WORK ITEM:
What is needed is an exact copy of the listing, with no pictures in it.

==================================================

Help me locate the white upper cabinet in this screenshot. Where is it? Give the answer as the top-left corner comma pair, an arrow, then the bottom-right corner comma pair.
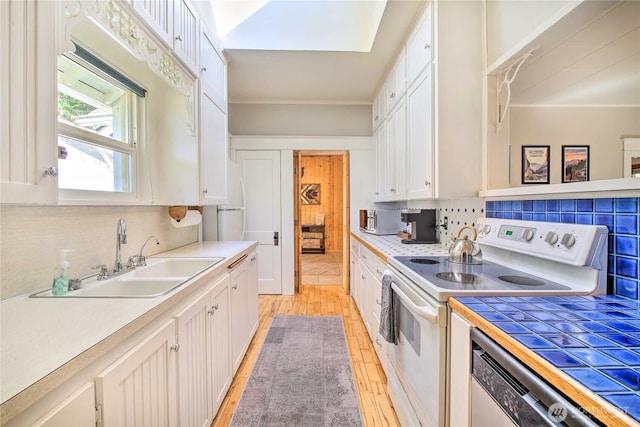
384,50 -> 406,115
132,0 -> 174,47
200,28 -> 227,110
173,0 -> 199,74
373,0 -> 483,201
406,1 -> 433,86
199,26 -> 228,205
1,0 -> 58,204
406,66 -> 434,200
133,0 -> 200,75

==================================================

FINISHED EXERCISE:
Help me locate the white upper cabinet in this screenshot. Where is it? Give the answer as the top-left corner comma pair, an arrow, then the bottom-right corner comma pair.
384,50 -> 406,115
132,0 -> 174,47
200,28 -> 227,110
173,0 -> 199,74
373,0 -> 483,201
406,1 -> 433,86
199,26 -> 228,205
1,0 -> 58,204
406,66 -> 434,200
133,0 -> 200,75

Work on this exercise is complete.